What to work on:
Reproduce the passage below on connecting to elasticsearch word for word, including its code.

Extract to read:

▼▼▼

You as a reader now have an assignment to start the application and check the admin pages yourself: http://localhost:8081. We are going to connect to elasticsearch in the mean time.

Connecting to elasticsearch

We connect to elasticsearch using the transport client. This is taken care of by the ESClientManager. We make use of the drop wizard managed classes. The lifecycle of these classes is managed by drop wizard. From the configuration object we take the host(s) and the cluster name. Now we can obtain a client in the start method and pass this client to the classes that need it. The first class that needs it is the health check, but we already had a look at that one. Using the ESClientManager other classes have access to the client. The managed interface mandates the start as well as the stop method.

    @Override
    public void start() throws Exception {
        Settings settings = ImmutableSettings.settingsBuilder().put("cluster.name", clusterName).build();

        logger.debug("Settings used for connection to elasticsearch : {}", settings.toDelimitedString('#'));

        TransportAddress[] addresses = getTransportAddresses(host);

        logger.debug("Hosts used for transport client : {}", (Object) addresses);

        this.client = new TransportClient(settings).addTransportAddresses(addresses);
    }

    @Override
    public void stop() throws Exception {
        this.client.close();
    }

We need to register our managed class with the lifecycle of the environment in the runner class.

▲▲▲

Dataset entries:

▼▼▼

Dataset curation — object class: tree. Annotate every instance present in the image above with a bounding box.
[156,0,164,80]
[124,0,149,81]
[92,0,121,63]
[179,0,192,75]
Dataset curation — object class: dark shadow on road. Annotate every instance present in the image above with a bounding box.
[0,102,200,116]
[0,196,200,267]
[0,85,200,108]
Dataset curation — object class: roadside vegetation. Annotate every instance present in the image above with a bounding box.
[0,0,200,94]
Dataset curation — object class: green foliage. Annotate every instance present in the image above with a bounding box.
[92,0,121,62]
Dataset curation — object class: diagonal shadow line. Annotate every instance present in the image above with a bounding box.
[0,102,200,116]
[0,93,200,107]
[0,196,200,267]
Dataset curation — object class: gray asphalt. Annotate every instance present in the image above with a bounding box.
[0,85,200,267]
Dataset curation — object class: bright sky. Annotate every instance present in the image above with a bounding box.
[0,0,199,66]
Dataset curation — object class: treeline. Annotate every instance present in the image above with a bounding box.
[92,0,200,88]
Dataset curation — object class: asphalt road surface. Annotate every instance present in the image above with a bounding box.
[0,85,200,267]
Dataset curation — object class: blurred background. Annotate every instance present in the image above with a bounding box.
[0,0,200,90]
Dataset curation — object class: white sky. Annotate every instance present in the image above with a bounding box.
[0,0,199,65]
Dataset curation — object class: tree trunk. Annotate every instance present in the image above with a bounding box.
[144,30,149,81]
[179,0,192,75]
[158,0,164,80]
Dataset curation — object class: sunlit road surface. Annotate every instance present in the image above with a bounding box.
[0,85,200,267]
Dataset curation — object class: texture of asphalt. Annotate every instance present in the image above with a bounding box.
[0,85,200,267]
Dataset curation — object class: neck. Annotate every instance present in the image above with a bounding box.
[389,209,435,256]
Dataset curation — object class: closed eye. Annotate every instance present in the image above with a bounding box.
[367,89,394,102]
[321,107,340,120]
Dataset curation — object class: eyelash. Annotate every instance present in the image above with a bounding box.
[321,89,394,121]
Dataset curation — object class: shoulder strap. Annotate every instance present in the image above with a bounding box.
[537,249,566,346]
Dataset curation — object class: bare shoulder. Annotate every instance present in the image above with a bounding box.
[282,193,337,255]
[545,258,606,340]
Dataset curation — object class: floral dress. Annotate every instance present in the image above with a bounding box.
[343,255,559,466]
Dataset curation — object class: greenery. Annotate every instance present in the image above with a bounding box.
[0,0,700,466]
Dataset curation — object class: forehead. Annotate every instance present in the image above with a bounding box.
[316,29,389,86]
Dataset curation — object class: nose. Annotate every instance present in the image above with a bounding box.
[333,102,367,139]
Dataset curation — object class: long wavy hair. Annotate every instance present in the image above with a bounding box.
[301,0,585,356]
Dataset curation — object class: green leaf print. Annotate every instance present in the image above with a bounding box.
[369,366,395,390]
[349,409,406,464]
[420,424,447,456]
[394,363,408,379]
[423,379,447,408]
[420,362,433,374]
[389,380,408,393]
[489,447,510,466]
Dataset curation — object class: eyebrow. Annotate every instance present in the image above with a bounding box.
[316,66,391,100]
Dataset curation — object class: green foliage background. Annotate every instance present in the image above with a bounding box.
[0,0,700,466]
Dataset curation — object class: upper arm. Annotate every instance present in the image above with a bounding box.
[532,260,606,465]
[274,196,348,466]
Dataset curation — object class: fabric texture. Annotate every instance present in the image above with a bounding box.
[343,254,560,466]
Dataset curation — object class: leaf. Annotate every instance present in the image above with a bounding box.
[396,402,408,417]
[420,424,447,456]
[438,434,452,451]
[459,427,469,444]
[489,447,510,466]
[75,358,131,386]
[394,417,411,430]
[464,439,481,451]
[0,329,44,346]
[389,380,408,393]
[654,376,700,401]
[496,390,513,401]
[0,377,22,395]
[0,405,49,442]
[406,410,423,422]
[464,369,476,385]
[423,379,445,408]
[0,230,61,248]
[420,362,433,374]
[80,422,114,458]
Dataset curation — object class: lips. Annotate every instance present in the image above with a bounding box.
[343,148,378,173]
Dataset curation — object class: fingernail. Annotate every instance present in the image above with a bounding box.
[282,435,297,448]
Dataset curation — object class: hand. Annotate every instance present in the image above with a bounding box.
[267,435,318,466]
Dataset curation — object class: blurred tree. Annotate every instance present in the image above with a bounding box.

▲▲▲

Task response:
You as a reader now have an assignment to start the application and check the admin pages yourself: http://localhost:8081. We are going to connect to elasticsearch in the mean time.

Connecting to elasticsearch

We connect to elasticsearch using the transport client. This is taken care of by the ESClientManager. We make use of the drop wizard managed classes. The lifecycle of these classes is managed by drop wizard. From the configuration object we take the host(s) and the cluster name. Now we can obtain a client in the start method and pass this client to the classes that need it. The first class that needs it is the health check, but we already had a look at that one. Using the ESClientManager other classes have access to the client. The managed interface mandates the start as well as the stop method.

    @Override
    public void start() throws Exception {
        Settings settings = ImmutableSettings.settingsBuilder().put("cluster.name", clusterName).build();

        logger.debug("Settings used for connection to elasticsearch : {}", settings.toDelimitedString('#'));

        TransportAddress[] addresses = getTransportAddresses(host);

        logger.debug("Hosts used for transport client : {}", (Object) addresses);

        this.client = new TransportClient(settings).addTransportAddresses(addresses);
    }

    @Override
    public void stop() throws Exception {
        this.client.close();
    }

We need to register our managed class with the lifecycle of the environment in the runner class.